DATA SHOWN:
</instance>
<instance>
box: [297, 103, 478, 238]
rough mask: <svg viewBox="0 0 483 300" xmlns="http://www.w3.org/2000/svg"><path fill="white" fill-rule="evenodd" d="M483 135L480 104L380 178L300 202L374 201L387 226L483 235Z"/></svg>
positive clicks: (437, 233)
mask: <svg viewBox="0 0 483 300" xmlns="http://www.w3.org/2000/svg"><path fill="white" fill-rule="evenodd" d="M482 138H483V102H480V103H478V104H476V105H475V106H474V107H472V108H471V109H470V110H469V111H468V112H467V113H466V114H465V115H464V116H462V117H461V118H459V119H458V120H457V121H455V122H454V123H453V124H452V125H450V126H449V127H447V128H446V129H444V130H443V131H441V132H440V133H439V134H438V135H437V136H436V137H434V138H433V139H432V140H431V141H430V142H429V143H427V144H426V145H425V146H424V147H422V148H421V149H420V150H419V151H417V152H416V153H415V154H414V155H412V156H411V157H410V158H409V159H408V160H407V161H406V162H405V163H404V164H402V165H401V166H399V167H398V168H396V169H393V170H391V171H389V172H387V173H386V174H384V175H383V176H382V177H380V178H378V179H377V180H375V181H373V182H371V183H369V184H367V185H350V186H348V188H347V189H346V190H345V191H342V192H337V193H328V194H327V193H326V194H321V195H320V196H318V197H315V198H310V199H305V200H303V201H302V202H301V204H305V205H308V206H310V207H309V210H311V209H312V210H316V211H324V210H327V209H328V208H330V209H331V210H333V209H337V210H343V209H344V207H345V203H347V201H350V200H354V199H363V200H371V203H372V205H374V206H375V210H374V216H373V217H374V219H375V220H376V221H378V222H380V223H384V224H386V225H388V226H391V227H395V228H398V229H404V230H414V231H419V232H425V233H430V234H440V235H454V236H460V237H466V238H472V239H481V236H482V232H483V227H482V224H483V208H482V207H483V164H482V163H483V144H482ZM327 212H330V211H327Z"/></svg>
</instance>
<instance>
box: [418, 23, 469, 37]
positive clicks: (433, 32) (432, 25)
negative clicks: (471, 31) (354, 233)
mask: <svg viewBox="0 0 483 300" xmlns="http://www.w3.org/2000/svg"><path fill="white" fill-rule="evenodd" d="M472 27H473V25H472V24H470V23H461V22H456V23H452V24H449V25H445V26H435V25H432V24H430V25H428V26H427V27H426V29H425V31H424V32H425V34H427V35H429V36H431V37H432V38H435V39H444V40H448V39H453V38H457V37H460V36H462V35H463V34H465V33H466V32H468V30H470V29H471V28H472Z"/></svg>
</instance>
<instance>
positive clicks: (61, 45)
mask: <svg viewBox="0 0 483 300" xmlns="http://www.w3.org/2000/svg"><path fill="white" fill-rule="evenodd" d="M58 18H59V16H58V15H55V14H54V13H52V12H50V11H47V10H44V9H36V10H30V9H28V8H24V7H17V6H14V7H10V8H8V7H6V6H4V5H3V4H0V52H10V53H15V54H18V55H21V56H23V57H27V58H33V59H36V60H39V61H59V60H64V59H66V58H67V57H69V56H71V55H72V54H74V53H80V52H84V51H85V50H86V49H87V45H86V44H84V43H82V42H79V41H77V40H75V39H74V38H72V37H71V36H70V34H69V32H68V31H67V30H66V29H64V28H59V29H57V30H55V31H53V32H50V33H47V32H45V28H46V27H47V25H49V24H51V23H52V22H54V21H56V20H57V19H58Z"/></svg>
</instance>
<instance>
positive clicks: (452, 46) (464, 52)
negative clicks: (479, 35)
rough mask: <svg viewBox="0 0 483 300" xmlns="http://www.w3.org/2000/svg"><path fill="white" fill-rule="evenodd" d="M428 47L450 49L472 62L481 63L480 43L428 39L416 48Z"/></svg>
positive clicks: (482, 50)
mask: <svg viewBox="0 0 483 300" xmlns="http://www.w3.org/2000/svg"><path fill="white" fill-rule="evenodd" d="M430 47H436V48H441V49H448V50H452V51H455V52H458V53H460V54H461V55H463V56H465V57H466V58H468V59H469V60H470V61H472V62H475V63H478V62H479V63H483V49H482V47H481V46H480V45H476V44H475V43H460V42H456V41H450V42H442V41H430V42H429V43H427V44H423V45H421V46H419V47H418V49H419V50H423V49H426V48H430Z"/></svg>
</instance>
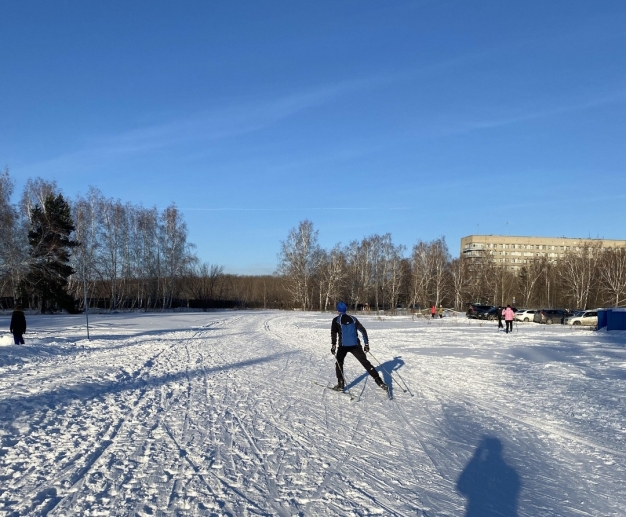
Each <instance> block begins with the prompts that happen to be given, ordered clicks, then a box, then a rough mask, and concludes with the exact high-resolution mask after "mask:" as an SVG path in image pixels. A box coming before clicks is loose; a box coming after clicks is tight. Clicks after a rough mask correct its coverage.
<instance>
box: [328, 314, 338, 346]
mask: <svg viewBox="0 0 626 517" xmlns="http://www.w3.org/2000/svg"><path fill="white" fill-rule="evenodd" d="M338 333H339V325H338V324H337V318H335V319H333V322H332V324H331V325H330V342H331V343H332V345H333V346H335V345H336V344H337V334H338Z"/></svg>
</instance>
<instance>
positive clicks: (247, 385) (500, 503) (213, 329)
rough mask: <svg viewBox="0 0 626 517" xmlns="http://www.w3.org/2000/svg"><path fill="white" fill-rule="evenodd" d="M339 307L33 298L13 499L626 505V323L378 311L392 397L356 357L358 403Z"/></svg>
mask: <svg viewBox="0 0 626 517" xmlns="http://www.w3.org/2000/svg"><path fill="white" fill-rule="evenodd" d="M331 317H332V315H330V314H319V313H317V314H315V313H309V314H306V313H299V312H274V311H265V312H262V311H260V312H215V313H178V314H118V315H106V316H105V315H100V316H92V318H91V323H92V329H91V332H92V335H91V338H92V339H91V341H87V340H86V339H85V332H84V319H83V318H82V317H78V316H29V317H28V323H29V333H28V334H26V336H25V339H26V346H23V347H22V346H14V345H12V344H11V343H12V342H11V341H10V340H9V337H10V336H9V334H8V333H7V334H3V335H2V338H1V339H0V344H1V345H3V346H0V434H1V439H2V444H1V445H2V448H1V449H0V515H2V516H9V515H10V516H13V515H46V514H48V515H280V516H291V515H304V516H309V515H310V516H336V515H346V516H347V515H350V516H353V515H385V516H386V515H406V516H409V515H410V516H456V515H464V514H467V515H501V516H513V515H524V516H534V517H536V516H555V515H567V516H570V515H571V516H579V515H593V516H611V515H614V516H624V515H626V489H625V486H626V418H625V417H626V414H625V413H626V412H625V406H624V403H625V402H626V337H625V336H624V335H623V334H621V335H620V334H615V335H612V334H607V333H606V332H604V333H596V332H592V331H579V330H574V329H571V328H564V327H561V326H540V325H536V324H533V323H531V324H524V325H522V324H520V325H519V330H518V331H517V332H514V333H513V334H512V335H506V334H504V333H503V332H498V331H497V330H496V328H495V325H494V324H491V323H489V324H482V325H480V324H478V323H477V322H469V321H468V320H465V319H464V318H458V319H456V318H444V319H443V320H436V321H430V320H426V319H422V320H416V321H412V320H411V319H410V318H408V317H395V318H387V317H386V318H383V319H379V318H377V317H376V316H374V315H371V316H363V317H360V319H361V321H362V322H363V323H364V325H365V326H366V328H367V329H368V331H369V334H370V340H371V346H372V352H373V354H374V356H375V357H376V358H377V359H378V360H379V361H381V362H382V363H383V367H384V368H385V370H386V371H387V372H392V371H393V378H390V376H389V373H387V372H384V371H383V370H380V371H381V373H382V375H383V377H384V378H385V379H386V381H387V382H388V383H390V384H391V386H392V389H393V394H394V400H388V399H387V398H386V397H385V395H384V393H383V392H382V391H381V390H379V389H378V388H376V386H375V384H374V383H373V382H372V380H371V379H370V378H368V377H366V376H365V375H364V371H363V369H362V368H361V366H360V365H359V364H358V363H357V362H356V360H355V359H354V358H353V357H352V356H348V358H347V360H346V376H347V378H348V381H349V382H350V381H351V384H350V390H351V391H352V392H353V393H354V394H355V395H357V400H355V401H351V400H350V397H348V396H347V395H343V394H340V393H336V392H333V391H330V390H326V389H323V388H322V387H320V386H318V385H316V384H314V382H313V381H318V382H320V383H322V384H327V383H334V382H335V378H334V370H333V357H332V356H331V354H330V321H331ZM8 326H9V315H4V316H0V327H2V328H7V329H8ZM372 362H374V364H376V361H374V360H373V361H372ZM405 386H406V387H407V388H408V391H407V392H404V391H403V388H405ZM405 389H406V388H405ZM488 508H491V509H492V510H493V511H492V513H489V511H488V510H487V509H488Z"/></svg>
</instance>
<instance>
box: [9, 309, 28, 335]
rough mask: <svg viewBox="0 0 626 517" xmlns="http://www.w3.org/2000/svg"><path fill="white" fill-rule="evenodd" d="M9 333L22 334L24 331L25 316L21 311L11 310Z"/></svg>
mask: <svg viewBox="0 0 626 517" xmlns="http://www.w3.org/2000/svg"><path fill="white" fill-rule="evenodd" d="M9 330H10V331H11V334H23V333H24V332H26V316H24V313H23V312H22V311H13V314H12V315H11V327H10V329H9Z"/></svg>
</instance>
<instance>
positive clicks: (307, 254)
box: [278, 220, 319, 311]
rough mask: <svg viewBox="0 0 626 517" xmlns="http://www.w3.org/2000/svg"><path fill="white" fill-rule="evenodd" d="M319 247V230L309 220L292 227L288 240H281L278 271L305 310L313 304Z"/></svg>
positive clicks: (301, 221)
mask: <svg viewBox="0 0 626 517" xmlns="http://www.w3.org/2000/svg"><path fill="white" fill-rule="evenodd" d="M318 249H319V245H318V242H317V230H314V229H313V223H312V222H311V221H309V220H305V221H301V222H300V224H299V225H298V228H292V229H291V230H290V231H289V235H288V236H287V240H285V241H282V242H281V251H280V253H279V255H278V262H279V263H278V273H279V274H280V275H282V276H283V277H284V278H285V281H286V287H287V289H288V291H289V292H290V293H291V295H292V298H293V301H294V303H295V304H297V305H300V307H301V308H302V310H303V311H305V310H307V309H308V308H309V307H310V305H311V299H310V298H311V292H310V290H311V279H312V278H313V276H314V274H315V273H316V270H317V266H318V261H319V253H318Z"/></svg>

WORK REQUEST: Take the stretch of lines above from the one containing "negative clicks: (471, 31) (354, 233)" through the one containing "47L450 49L472 62L481" and repeat it exactly, adding no other line.

REPLY:
negative clicks: (471, 31) (354, 233)
mask: <svg viewBox="0 0 483 300" xmlns="http://www.w3.org/2000/svg"><path fill="white" fill-rule="evenodd" d="M472 27H473V25H472V24H470V23H461V22H456V23H452V24H449V25H445V26H435V25H432V24H430V25H428V26H427V27H426V29H425V31H424V32H425V34H427V35H429V36H431V37H432V38H435V39H444V40H448V39H453V38H457V37H460V36H462V35H463V34H465V33H466V32H468V30H470V29H471V28H472Z"/></svg>
</instance>
<instance>
positive clicks: (61, 45)
mask: <svg viewBox="0 0 483 300" xmlns="http://www.w3.org/2000/svg"><path fill="white" fill-rule="evenodd" d="M58 18H59V16H58V15H55V14H54V13H52V12H50V11H47V10H44V9H36V10H30V9H28V8H24V7H17V6H14V7H10V8H8V7H6V6H4V5H3V4H0V52H10V53H15V54H18V55H21V56H23V57H27V58H33V59H36V60H39V61H59V60H64V59H66V58H67V57H69V56H71V55H72V54H74V53H80V52H84V51H85V50H86V49H87V45H86V44H84V43H82V42H79V41H77V40H75V39H74V38H72V37H71V36H70V34H69V32H68V31H67V30H66V29H64V28H59V29H57V30H55V31H53V32H50V33H47V32H45V28H46V27H47V25H49V24H51V23H52V22H54V21H56V20H57V19H58Z"/></svg>
</instance>
<instance>
positive clicks: (452, 46) (464, 52)
negative clicks: (479, 35)
rough mask: <svg viewBox="0 0 483 300" xmlns="http://www.w3.org/2000/svg"><path fill="white" fill-rule="evenodd" d="M428 47L450 49L472 62L481 63L480 43L428 39L416 48Z"/></svg>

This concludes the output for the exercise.